--- DOCUMENT EXCERPT Enclosed Below ---

Raman spectroscopy may help discriminate various zones of carious dentine lesion: Study
According to recent research, dentists from the Centre of Oral Clinical Translational Sciences, Faculty of Dentistry, Oral & Craniofacial Sciences, King's College London, London, the United Kingdom has proven that Raman spectroscopy can be used in vitro to discriminate objectively between the different zones of a carious dentine lesion at high resolution.
The study is published in the Journal of Dentistry.
Carious tissue discrimination in clinical operative caries management relies traditionally on the subjective hardness of carious dentine. Biochemical alterations within the lesion have the potential to discriminate the lesion zones objectively.
Therefore, M.Alturki and colleagues aimed to determine the correlation between the biochemical proportions of amide I and phosphate moieties as these are the most prominent peaks found in dentine with the Knoop microhardness of carious dentine zones, using non-contact Raman spectroscopy.

--- End of Enclosed DOCUMENT EXCERPT ---
--- DATA FOR ANALYSIS Enclosed Below ---

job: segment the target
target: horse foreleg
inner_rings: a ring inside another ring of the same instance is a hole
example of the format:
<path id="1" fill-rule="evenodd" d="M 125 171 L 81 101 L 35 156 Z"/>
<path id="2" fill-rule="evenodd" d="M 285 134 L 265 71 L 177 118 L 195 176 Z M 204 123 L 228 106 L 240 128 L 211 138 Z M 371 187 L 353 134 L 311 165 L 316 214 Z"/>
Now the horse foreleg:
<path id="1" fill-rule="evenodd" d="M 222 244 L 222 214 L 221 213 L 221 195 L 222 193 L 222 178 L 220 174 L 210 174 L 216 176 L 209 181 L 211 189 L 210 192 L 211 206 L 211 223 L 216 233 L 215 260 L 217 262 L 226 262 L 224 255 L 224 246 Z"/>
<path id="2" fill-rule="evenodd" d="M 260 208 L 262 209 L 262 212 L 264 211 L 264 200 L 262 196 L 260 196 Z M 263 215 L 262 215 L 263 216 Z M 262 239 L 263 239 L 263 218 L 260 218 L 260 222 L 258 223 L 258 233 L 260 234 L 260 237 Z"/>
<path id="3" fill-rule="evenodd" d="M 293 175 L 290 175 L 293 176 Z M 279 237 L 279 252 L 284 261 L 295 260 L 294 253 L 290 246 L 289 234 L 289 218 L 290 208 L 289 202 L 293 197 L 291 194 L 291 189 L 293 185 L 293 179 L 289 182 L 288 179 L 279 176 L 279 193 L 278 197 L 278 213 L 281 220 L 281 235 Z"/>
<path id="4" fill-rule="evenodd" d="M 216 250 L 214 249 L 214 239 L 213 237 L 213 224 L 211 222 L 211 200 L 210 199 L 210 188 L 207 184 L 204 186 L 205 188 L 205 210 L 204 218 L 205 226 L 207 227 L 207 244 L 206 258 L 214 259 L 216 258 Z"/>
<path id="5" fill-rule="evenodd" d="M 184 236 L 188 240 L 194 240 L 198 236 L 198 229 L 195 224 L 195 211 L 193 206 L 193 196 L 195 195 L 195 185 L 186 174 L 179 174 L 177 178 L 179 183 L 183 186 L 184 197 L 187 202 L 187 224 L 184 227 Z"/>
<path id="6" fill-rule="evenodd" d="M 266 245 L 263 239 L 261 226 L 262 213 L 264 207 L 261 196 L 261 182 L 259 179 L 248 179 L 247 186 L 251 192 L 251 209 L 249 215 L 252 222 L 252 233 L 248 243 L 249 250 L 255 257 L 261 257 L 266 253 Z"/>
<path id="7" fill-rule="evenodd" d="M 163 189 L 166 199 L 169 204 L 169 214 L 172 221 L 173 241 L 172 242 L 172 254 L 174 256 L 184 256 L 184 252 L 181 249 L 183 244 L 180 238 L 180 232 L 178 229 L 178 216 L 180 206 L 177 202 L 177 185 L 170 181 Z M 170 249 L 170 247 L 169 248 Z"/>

--- End of Enclosed DATA FOR ANALYSIS ---

WHAT TO DO:
(1) From the article on Raman spectroscopy and carious dentine, list the institutional units named in the researchers' affiliation, from the smallest to the whole institution.
(2) According to the article on Raman spectroscopy and carious dentine, in which journal is the study published?
(3) Pick up the article on Raman spectroscopy and carious dentine after its final sentence and keep writing.
The rows have nothing to do with the article on Raman spectroscopy and carious dentine.

ANSWERS BY ITEM:
(1)
Centre of Oral Clinical Translational Sciences
Faculty of Dentistry, Oral & Craniofacial Sciences
King's College London

(2) The Journal of Dentistry.

(3)
423 scan points from 20 carious dentine lesion samples examined using high-resolution Raman spectroscopy was used for analysis. The peak ratio of the characteristic vibration mode of amide I (1650 cm−1) and phosphate (960 cm−1) bands were calculated, following a straight- line path through the lesion to the pulp and correlated to corresponding Knoop microhardness measurements.
The authors noted that when using logistic regression analysis, clear correlations were found between the Knoop microhardness and Raman peak ratio cut-off values between caries-infected and caries-affected dentine (81.5 % sensitivity / 92.7 % specificity), with a lower specificity (2.7 %) found between caries-affected and sound dentine.
Hence, they concluded that "non-contact Raman spectroscopy can be used in vitro to discriminate objectively between the different zones of a carious dentine lesion at high resolution, using the Raman peak ratios, amide I : phosphate ν1."
However, the clinical significance of the study was that specific biochemical alterations have the potential to be used in-vitro and in-vivo to identify the end-point of selective carious lesion excavation.